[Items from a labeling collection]
=====
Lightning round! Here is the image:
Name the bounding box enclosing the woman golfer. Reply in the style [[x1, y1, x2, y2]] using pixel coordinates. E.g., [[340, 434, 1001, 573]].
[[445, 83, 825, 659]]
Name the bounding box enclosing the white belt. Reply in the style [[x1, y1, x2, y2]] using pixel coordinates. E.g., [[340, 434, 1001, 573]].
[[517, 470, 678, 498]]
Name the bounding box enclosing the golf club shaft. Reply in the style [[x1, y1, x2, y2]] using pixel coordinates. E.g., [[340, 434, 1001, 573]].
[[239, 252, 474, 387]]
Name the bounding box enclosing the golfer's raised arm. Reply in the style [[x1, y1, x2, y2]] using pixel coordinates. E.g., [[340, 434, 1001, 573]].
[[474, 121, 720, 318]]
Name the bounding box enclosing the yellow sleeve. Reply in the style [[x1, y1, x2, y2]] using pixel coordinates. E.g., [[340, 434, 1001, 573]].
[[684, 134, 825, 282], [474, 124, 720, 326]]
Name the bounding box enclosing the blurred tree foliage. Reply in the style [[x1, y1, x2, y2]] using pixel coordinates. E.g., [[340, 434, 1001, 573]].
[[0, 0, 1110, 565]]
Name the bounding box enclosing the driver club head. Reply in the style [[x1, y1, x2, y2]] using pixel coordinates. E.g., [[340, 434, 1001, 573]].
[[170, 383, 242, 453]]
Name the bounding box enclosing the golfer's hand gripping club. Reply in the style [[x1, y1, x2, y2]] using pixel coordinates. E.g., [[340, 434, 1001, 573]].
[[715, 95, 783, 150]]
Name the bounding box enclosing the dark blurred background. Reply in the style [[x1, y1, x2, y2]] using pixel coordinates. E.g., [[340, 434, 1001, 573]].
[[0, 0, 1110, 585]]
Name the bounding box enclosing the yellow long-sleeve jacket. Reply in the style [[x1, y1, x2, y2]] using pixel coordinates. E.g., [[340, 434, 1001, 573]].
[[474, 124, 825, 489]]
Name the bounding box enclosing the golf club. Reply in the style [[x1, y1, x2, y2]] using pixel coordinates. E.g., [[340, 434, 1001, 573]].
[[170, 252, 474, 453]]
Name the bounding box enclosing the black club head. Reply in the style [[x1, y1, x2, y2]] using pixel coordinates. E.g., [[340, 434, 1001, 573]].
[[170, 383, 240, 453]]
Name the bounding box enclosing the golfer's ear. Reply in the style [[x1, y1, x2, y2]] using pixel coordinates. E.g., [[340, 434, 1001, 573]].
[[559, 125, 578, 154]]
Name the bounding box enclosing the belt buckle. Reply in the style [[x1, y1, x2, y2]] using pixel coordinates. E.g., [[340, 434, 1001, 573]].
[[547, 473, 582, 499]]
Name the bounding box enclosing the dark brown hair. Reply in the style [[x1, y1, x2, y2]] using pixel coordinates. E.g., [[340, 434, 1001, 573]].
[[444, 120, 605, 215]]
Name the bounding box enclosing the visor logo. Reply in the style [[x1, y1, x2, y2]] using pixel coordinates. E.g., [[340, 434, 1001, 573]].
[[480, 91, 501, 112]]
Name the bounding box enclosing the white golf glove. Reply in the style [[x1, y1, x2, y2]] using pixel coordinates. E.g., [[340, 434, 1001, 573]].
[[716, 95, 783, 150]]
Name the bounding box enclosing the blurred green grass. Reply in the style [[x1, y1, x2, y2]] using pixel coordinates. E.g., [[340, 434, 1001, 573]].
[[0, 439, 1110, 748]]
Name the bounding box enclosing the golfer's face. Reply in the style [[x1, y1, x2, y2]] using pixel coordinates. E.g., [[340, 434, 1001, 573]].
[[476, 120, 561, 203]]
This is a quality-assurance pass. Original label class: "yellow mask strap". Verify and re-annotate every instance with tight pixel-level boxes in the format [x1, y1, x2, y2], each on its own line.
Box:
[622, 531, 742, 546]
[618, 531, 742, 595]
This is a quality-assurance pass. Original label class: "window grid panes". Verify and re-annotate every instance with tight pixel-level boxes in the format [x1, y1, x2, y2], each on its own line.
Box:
=====
- PROBLEM DESCRIPTION:
Put every line of the records above into a JSON list of strings, one string per line, leaving out any blank lines.

- COMPLETE OUTPUT:
[
  "Lightning round! Here is the image:",
  "Name the bounding box enclosing the woman golfer. Reply in the style [[x1, y1, x2, y2]] using pixel coordinates. E.g., [[340, 434, 1001, 573]].",
  "[[445, 83, 825, 659]]",
  "Name the bounding box enclosing the white belt. Reply in the style [[x1, y1, x2, y2]] using pixel coordinates. E.g., [[340, 434, 1001, 573]].",
  "[[517, 470, 678, 498]]",
  "Name the bounding box enclosing the golf club shaft. Reply in the style [[x1, y1, x2, y2]] using pixel coordinates. E.g., [[340, 434, 1001, 573]].",
  "[[239, 252, 474, 387]]",
  "Name the bounding box enclosing the golfer's raised arm. Reply in the style [[x1, y1, x2, y2]] using pixel coordinates. E.g., [[340, 434, 1001, 573]].",
  "[[474, 121, 720, 318]]",
  "Name the bounding box enclosing the yellow sleeve. Reply in the style [[x1, y1, x2, y2]] using pixel coordinates. E.g., [[340, 434, 1001, 573]].",
  "[[684, 134, 825, 282], [474, 124, 720, 326]]",
  "Name the bounding box enclosing the blurred tree foliage. Reply in the style [[x1, y1, x2, y2]] using pixel coordinates. E.g., [[340, 434, 1001, 573]].",
  "[[0, 0, 1110, 565]]",
  "Name the bounding box enclosing the driver club head. Reply in the style [[x1, y1, x2, y2]] using pixel coordinates. E.g., [[340, 434, 1001, 573]].",
  "[[170, 383, 242, 453]]",
  "Name the bounding box enclosing the golfer's hand gripping club. Reply in the style [[x1, y1, x2, y2]] using pixel coordinates. E.g., [[340, 434, 1001, 573]].",
  "[[715, 95, 783, 150]]",
  "Name the bounding box enclosing the dark blurred background. Reply in the style [[x1, y1, x2, y2]] using pixel coordinates. E.g., [[340, 434, 1001, 573]].",
  "[[0, 0, 1110, 585]]",
  "Name the bounding box enclosing the yellow long-sleeve jacket. Reply in the style [[x1, y1, x2, y2]] using pixel coordinates. E.g., [[340, 434, 1001, 573]].",
  "[[474, 124, 825, 489]]",
  "Name the bounding box enclosing the golf club. Reply in the style [[x1, y1, x2, y2]] using pixel coordinates. E.g., [[340, 434, 1001, 573]].",
  "[[170, 252, 474, 453]]",
  "Name the bounding box enclosing the black club head. Reply in the style [[x1, y1, x2, y2]] using pixel coordinates. E.g., [[340, 434, 1001, 573]].",
  "[[170, 383, 240, 453]]",
  "Name the bounding box enclosing the golfer's ear. Reply in the style [[x1, y1, x2, y2]] using pixel coordinates. E.g., [[340, 434, 1001, 573]].",
  "[[559, 125, 578, 154]]",
  "Name the bounding box enclosing the belt buckle. Reply in the style [[x1, y1, x2, y2]] using pixel coordinates. E.g., [[340, 434, 1001, 573]].",
  "[[547, 473, 582, 499]]",
  "Name the bounding box enclosing the dark brown hair. Reply in the style [[x1, y1, x2, y2]] using pixel coordinates. E.g., [[340, 434, 1001, 573]].",
  "[[444, 120, 605, 215]]",
  "Name the bounding box enclosing the visor logo. Reply in the style [[x1, y1, x2, y2]] using pixel coordinates. E.g., [[340, 434, 1001, 573]].",
  "[[480, 91, 501, 112]]",
  "Name the bounding box enclosing the white golf glove. Reply in the style [[x1, y1, x2, y2]] using pixel coordinates. E.g., [[340, 434, 1001, 573]].",
  "[[716, 95, 783, 150]]",
  "Name the bounding box enclosing the blurred green grass. Reply in the style [[x1, y1, x2, y2]] using pixel coordinates. E.g., [[340, 434, 1001, 573]].",
  "[[0, 439, 1110, 748]]",
  "Name the bounding box enclosing the golfer's face. Reply in the style [[x1, y1, x2, y2]] using pixel coordinates. E.g., [[340, 434, 1001, 573]].",
  "[[476, 120, 561, 203]]",
  "This is a quality-assurance pass. Original label class: \"yellow mask strap\". Verify and re-annotate every instance with tight pixel-level boxes in the format [x1, y1, x2, y2], each on its own line.",
  "Box:",
  "[622, 531, 742, 546]",
  "[618, 531, 742, 595]",
  "This is a quality-assurance pass. Original label class: \"window grid panes\". Verify and re-annotate every instance with tight pixel-level boxes in the format [x1, y1, x2, y2], each on its own line.",
  "Box:"
]